### [Problems and tasks]
**1)** In the passage on bone spurs, which two types of arthritis are most often associated with spurs in the knee joint?
**2)** Continue the passage on bone spurs from the point where it stops.

Bone Spurs, Bone Gold
Bone spurs are the bane of the older person’s existence. They protrude from joints at the hands, knees, and feet and are often painful. But there is gold in those spurs—and here is why.
Bone spurs affect everyone—from young athletes with plantar fasciitis, to women with bunions, to those afflicted with back pain produced by spurs digging into the spinal nerves. They can appear as bumps on the sides of the fingers, the heel, on the toe joints, and as protuberances that widen the knee joint. They form seemingly without cause, without clear purpose, and without any benefit at all. When we look at an X-ray of a bone spur, the affected joint may appear completely normal; or it may present as the narrowed, irregular, deformed joint of arthritis. Viewed on an MRI or CT scan the spur looks like normal bone, just in the wrong place. And when we open the joint (which we do by gentle surgical exposure), the bone spur has the same shiny white surface appearance of normal articular cartilage. When we cut off the spur, however, the bone beneath the cartilage cap may or may not have degenerated.
So why this curse? The formation of bone spurs may arise from traction or friction, as with the plantar fasciitis or the heel spur. The pull and rubbing motion on the underlying bone appear to stimulate bone formation. Other spurs—such as those in the knee joint—are most often associated with the two types of arthritis. The first is osteoarthritis, where there is an underlying disease state that produces abnormal synovium in the joint lining, cartilage metabolism, and bone degeneration. The second is traumatic arthritis, in which an injury has occurred to the overlying cartilage and bone (e.g., a fractured toe joint that wasn’t repaired), changing the way loads are shared in walking in running.
The evolutionary benefit of the bone spur is elusive, but it may have arisen from the body’s effort to diffuse the loading forces. By forming the spur at the edge of the joint, the surface area for joint loading is widened—effectively unloading the central aspect of the joint. This theory has problems, though, as the spurs often appear to be much more harmful than beneficial to joint mechanics.

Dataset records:
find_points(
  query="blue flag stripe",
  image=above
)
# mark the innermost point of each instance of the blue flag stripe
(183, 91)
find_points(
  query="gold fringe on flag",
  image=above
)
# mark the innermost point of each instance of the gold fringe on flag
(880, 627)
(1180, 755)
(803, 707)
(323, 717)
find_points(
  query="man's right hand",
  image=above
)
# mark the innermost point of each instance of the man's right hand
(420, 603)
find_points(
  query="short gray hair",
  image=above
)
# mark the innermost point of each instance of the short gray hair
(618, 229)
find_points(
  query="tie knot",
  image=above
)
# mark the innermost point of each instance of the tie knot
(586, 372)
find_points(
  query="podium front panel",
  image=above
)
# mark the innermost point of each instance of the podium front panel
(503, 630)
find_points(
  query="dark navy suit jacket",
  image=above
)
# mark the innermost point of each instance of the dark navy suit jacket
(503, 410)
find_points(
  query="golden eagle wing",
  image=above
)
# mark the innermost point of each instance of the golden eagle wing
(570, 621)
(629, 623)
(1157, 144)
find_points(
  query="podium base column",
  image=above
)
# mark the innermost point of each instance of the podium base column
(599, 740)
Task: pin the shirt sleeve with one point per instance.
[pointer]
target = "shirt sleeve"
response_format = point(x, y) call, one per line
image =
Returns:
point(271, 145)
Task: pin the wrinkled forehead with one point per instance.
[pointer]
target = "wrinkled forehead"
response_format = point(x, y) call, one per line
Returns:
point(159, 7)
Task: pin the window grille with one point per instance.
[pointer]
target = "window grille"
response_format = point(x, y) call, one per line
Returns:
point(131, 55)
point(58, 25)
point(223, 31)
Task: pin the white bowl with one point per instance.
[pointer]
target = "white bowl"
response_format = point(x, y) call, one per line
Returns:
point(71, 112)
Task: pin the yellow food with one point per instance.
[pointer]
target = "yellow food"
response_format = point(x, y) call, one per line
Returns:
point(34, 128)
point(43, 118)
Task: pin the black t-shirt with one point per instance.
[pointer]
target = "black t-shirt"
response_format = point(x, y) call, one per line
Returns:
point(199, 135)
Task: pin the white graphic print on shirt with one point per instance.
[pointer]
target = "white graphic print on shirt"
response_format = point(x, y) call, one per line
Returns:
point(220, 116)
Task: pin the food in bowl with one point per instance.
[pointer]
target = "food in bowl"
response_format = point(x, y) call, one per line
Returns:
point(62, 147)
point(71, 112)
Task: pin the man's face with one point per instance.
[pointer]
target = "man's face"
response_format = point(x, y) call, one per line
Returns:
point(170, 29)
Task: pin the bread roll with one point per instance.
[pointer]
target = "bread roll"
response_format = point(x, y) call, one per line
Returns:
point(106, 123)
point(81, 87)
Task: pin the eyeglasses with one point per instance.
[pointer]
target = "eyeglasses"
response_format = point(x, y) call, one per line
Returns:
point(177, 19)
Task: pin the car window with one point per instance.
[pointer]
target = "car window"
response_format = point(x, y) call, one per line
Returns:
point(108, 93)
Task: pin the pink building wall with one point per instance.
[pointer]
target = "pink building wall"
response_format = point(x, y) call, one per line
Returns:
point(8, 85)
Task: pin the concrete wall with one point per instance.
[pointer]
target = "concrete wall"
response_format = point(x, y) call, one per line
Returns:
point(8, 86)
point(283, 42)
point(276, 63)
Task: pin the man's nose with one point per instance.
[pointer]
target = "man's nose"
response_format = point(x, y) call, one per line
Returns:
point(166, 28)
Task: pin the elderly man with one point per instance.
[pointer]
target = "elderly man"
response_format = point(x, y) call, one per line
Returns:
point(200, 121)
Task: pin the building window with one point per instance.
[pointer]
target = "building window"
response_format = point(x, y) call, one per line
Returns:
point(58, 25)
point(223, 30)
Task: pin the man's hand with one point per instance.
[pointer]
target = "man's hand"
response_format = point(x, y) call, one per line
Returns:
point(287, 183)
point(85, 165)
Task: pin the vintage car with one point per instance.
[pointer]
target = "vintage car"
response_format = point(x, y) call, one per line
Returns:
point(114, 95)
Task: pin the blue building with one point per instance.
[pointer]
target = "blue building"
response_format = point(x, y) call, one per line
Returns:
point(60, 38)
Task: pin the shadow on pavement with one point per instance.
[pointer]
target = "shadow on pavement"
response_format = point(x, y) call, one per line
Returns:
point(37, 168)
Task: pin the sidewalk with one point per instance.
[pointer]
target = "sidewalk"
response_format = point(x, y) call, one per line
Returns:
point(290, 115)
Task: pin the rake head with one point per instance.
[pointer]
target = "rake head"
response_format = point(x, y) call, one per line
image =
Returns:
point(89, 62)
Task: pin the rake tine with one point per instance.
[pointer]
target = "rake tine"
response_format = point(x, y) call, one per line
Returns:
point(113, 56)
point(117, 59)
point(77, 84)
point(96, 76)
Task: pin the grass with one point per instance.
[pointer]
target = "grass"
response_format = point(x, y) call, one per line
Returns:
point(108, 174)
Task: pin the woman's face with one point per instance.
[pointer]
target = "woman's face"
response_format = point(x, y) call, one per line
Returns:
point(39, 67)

### [Numbered answers]
**1)** Osteoarthritis and traumatic arthritis.

**2)**
Where is the good in all this? The positive side, and where the gold lies, is the fact that if the body can form perfectly normal-looking bone and cartilage outside of where it should be, all of the theories suggesting that cartilage cannot be successfully regenerated go out the window. And if new bone and cartilage can grow at the edges, why can’t we, as surgeons, induce it to grow in an injured area or on an arthritic surface? By studying spur formation, we learned years ago that we can indeed do this. A technique that we invented in the mid-1990s, called articular cartilage paste grafting, has successfully used this approach.
Our process of discovery began when we observed that the intercondylar notch of the knee joint (the center space where the ligaments called ACL and PCL travel) regrew naturally after we widened it in our ligament reconstruction procedures. The notch regrowth looked like a bone spur.
If bone could regrow there, we reasoned—and it appeared normal—why not elsewhere? We believed that if we could create a paste-like mixture of bone and cartilage taken from the intercondylar notch, with all its stimulating cells and growth factors, impact it into the area of damage, and apply motion (which is known to stimulate cartilage rather than bone formation), we could expect new cartilage to form. This technique worked and has now successfully repaired damaged joints in thousands of people.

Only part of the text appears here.